* **AIM**
Pull out every line from the entries below that contains the string "green". Case counts.

* * * * * * * * *

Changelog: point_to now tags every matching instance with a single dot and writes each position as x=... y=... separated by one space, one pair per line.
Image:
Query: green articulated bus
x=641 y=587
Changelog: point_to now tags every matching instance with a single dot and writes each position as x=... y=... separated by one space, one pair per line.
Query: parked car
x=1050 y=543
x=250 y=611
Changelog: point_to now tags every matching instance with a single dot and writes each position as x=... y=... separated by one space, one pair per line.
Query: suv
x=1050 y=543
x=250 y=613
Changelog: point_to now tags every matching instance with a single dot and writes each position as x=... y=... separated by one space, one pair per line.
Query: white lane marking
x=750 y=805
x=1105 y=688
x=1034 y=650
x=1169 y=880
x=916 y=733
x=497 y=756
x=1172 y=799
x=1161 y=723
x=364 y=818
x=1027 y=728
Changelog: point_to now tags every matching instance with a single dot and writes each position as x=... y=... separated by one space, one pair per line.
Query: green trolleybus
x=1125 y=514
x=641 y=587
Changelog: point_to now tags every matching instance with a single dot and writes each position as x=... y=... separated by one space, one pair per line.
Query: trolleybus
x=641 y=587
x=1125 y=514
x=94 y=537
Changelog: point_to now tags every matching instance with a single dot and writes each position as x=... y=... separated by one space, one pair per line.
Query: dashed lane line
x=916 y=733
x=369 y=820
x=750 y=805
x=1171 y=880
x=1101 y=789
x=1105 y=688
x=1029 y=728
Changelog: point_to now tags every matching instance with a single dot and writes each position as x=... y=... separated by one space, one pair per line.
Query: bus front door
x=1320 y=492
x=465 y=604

* * * * * * * * *

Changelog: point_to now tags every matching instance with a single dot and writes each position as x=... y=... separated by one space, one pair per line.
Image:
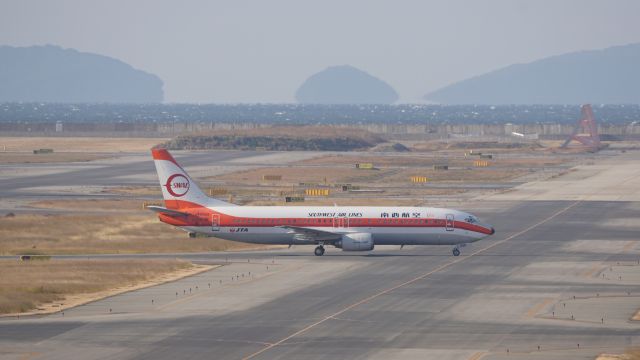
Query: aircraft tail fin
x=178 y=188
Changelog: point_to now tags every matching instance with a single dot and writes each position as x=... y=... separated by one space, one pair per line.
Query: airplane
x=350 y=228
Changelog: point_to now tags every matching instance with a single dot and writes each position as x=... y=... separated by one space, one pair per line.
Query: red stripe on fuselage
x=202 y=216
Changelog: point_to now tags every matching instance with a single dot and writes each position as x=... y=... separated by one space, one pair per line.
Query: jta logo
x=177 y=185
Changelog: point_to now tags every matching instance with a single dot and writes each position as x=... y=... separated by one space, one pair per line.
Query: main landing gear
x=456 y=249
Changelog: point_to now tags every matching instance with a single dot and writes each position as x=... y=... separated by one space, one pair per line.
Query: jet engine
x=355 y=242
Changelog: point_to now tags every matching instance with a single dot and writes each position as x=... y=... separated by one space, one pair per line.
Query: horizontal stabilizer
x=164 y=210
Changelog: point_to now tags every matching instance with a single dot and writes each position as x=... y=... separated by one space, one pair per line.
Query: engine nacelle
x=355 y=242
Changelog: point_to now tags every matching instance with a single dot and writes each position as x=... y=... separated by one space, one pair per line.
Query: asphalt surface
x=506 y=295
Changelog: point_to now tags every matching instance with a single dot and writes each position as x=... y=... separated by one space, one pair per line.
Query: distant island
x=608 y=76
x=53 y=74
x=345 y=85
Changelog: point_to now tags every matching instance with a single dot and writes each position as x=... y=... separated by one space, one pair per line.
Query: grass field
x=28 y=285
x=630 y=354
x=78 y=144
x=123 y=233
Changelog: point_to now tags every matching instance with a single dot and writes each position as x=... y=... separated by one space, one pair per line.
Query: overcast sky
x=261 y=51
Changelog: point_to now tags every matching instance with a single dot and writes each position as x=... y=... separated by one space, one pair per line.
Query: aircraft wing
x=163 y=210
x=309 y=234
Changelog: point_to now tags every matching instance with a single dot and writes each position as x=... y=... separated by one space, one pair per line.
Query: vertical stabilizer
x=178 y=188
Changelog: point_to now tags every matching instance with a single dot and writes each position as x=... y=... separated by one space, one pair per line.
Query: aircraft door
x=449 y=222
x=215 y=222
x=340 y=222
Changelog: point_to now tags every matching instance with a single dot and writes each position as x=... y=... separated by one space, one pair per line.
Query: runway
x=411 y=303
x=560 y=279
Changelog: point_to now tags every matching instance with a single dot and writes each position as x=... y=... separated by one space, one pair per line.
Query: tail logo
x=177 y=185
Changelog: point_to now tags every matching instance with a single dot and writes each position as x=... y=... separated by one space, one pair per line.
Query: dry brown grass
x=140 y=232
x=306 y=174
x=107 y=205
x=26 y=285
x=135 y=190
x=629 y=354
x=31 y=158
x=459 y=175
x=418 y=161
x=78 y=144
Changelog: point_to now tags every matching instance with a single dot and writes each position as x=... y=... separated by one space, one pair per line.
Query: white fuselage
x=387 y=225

* * * * * * * * *

* **TASK OUTPUT**
Query: green articulated bus
Query: green trolleybus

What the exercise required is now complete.